Task requirements
1. Print the part of the NHS finances passage starting with "In addition to" and going on through "and capital appeals.", word for word.
2. In the NHS finances passage, how much did car park fees contribute toward hospital budgets in 2006?
3. Please pick up the NHS finances passage after its final sentence and keep writing it.

***** Extract to read

Since January 2007, the NHS has a duty to claim back the cost of treatment, and for ambulance services, for those who have been paid personal injury compensation.[31] In the last year of the scheme immediately preceding 2007, over £128 million was reclaimed.[32]

Car park charges

Car parking charges are a minor source of additional revenue for the NHS,[33] with most hospitals deriving about 0.25% of their budget from them.[34] The level of fees is controlled individually by each trust.[33] In 2006 car park fees contributed £78 million towards hospital budgets.[33][34] Patient groups are opposed to such charges.[33] (This contrasts with Scotland where car park charges were mostly scrapped from the beginning of 2009[35] and with Wales where car park charges are due to be scrapped by the end of 2011.)[36]

Charitable funds

There are over 300 official NHS charities in England and Wales. Collectively, they hold assets in excess of £2bn and have an annual income in excess of £300m.[37] Some NHS charities have their own independent board of trustees whilst in other cases the relevant NHS Trust acts as a corporate Trustee. Charitable funds are typically used for medical research, larger items of medical equipment, aesthetic and environmental improvements, or services which increase patient comfort.

In addition to official NHS charities, many other charities raise funds which are spent through the NHS, particularly in connection with medical research and capital appeals.

Regional lotteries were also common for fundraising, and in 1988, a National Health Service Lottery was approved by the government, before being found to be illegal. The idea continued to become the National Lottery.[38]

Financial outlook

As each division of the NHS is required to break even at the end of each financial year, the service should in theory never be in deficit. However in recent years overspends have meant that, on a 'going-concern' (normal trading) basis, these conditions have been consistently, and increasingly, breached. Former Secretary of State for Health Patricia Hewitt consistently asserted that the NHS would be in balance at the end of the financial year 2007-8;[39] however, a study by Professor Nick Bosanquet for the Reform think tank predicts a true annual deficit of nearly £7bn in 2010.[40]

NHS policies and programmes

Changes under the Thatcher government

The 1980s saw the introduction of modern management processes (General Management) in the NHS to replace the previous system of consensus management. This was outlined in the Griffiths Report of 1983.[41] This recommended the appointment of general managers in the NHS with whom responsibility should lie. The report also recommended that clinicians be better involved in management. Financial pressures continued to place strain on the NHS. In 1987, an additional £101 million was provided by the government to the NHS. In 1988 Prime Minister Margaret Thatcher announced a review of the NHS. From this review in 1989 two white papers Working for Patients and Caring for People were produced. These outlined the introduction of what was termed the "internal market", which was to shape the structure and organisation of health services for most of the next decade.

**********
***** Information provided

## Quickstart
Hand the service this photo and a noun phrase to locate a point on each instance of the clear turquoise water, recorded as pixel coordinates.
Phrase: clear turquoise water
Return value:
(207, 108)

**********

Per-task outputs
1.
In addition to official NHS charities, many other charities raise funds which are spent through the NHS, particularly in connection with medical research and capital appeals.

2. £78 million

3.
In England, the National Health Service and Community Care Act 1990 defined this "internal market", whereby health authorities ceased to run hospitals but "purchased" care from their own or other authorities' hospitals. Certain GPs became "fund holders" and were able to purchase care for their patients. The "providers" became independent trusts, which encouraged competition but also increased local differences. Increasing competition may have been statistically associated with poor patient outcomes.[42]

Changes under the Blair government

These innovations, especially the "fund holder" option, were condemned at the time by the Labour Party. Opposition to what was claimed to be the Conservative intention to privatise the NHS became a major feature of Labour's election campaigns.

Labour came to power in 1997 with the promise to remove the "internal market" and abolish fundholding. In a speech given by the new Prime Minister, Tony Blair, at the Lonsdale Medical Centre on 9 December 1997, he stated that:

"The White Paper we are publishing today marks a turning point for the NHS. It replaces the internal market with "integrated care". We will put doctors and nurses in the driving seat. The result will be that £1 billion of unnecessary red tape will be saved and the money put into frontline patient care. For the first time the need to ensure that high quality care is spread throughout the service will be taken seriously. National standards of care will be guaranteed. There will be easier and swifter access to the NHS when you need it. Our approach combines efficiency and quality with a belief in fairness and partnership. Comparing not competing will drive efficiency."[43]

However in his second term Blair renounced this direction. He pursued measures to strengthen the internal market as part of his plan to "modernise" the NHS.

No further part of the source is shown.